** BEGIN Records for the task **
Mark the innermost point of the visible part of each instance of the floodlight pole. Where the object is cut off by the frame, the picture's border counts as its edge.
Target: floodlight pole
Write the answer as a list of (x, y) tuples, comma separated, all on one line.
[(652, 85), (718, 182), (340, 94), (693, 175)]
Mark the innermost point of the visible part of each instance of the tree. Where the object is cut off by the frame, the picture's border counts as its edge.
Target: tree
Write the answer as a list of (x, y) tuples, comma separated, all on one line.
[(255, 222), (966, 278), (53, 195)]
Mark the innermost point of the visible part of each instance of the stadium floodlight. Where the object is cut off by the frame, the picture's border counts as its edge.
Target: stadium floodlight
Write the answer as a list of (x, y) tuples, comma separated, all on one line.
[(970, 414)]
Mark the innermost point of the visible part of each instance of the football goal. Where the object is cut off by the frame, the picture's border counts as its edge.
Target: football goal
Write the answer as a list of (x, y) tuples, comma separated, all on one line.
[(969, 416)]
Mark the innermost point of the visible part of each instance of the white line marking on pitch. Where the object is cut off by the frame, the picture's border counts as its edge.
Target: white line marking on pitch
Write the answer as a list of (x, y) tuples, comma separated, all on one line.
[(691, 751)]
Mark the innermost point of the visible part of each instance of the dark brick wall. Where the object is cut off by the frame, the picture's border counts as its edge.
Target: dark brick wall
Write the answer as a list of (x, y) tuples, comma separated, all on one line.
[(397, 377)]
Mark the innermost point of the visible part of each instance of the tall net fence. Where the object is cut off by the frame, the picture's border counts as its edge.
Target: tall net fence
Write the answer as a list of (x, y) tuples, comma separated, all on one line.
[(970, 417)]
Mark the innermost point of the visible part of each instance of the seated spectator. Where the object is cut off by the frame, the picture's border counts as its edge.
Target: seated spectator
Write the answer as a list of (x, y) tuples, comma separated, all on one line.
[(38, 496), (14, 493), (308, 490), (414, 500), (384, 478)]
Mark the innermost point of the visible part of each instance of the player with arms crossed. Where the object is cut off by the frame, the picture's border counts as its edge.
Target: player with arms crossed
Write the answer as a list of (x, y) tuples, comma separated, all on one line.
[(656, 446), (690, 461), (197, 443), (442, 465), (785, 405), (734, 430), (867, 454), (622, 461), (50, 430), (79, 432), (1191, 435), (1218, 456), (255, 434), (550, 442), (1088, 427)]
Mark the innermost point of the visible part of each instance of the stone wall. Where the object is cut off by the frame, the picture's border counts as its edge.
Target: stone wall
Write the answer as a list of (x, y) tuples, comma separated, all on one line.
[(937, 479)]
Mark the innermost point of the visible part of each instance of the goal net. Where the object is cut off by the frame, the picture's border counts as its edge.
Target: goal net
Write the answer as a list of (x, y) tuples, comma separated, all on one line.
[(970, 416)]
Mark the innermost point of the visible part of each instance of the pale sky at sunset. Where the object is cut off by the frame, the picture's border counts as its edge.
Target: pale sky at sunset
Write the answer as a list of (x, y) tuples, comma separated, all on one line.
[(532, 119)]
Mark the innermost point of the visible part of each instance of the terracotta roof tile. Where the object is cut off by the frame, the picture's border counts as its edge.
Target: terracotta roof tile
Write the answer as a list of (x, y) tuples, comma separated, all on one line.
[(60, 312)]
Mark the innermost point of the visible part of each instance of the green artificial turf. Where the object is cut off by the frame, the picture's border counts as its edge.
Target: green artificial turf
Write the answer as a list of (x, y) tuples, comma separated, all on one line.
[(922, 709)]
** END Records for the task **
→ **Your goal**
Give the data from the line with "of the white" to the line with "[(38, 496), (14, 493), (308, 490), (414, 500), (384, 478)]" as a two-column CSV with columns input and output. Each row pairs one text with its answer, and each value goes in a single quoted field with line breaks replaced by spaces.

→ **The response**
input,output
"Mark the innermost point of the visible part of each instance of the white line marking on pitch. Where the object is cut off by the frame, the picture's border counts as its edge. Target: white line marking on pitch Write the answer as a list of (x, y) tuples, comma separated, all on one line.","[(691, 751)]"
"Mark the innermost point of the visible part of each instance of the dark brick wall. Where the object is cut off by the frame, the picture's border counts as its edge. Target: dark brick wall Write the answer as a list of (x, y) tuples, comma separated, all on one line.","[(397, 377)]"
"Mark the innermost point of the visible part of each instance of the tall net fence. Where the object is cut off by the frame, the picture's border counts as its edge. Target: tall net fence Write the answer as a list of (x, y) tuples, comma separated, all on one line.","[(970, 417)]"
"Mark the innermost point of the visible part of each instance of the seated spectator. Where the object is cut off by the frame, the picture's border counts as its edge. Target: seated spectator Write the answer as a list of (x, y) tuples, comma separated, all on one line.","[(38, 496), (14, 493), (308, 490), (414, 500), (384, 478)]"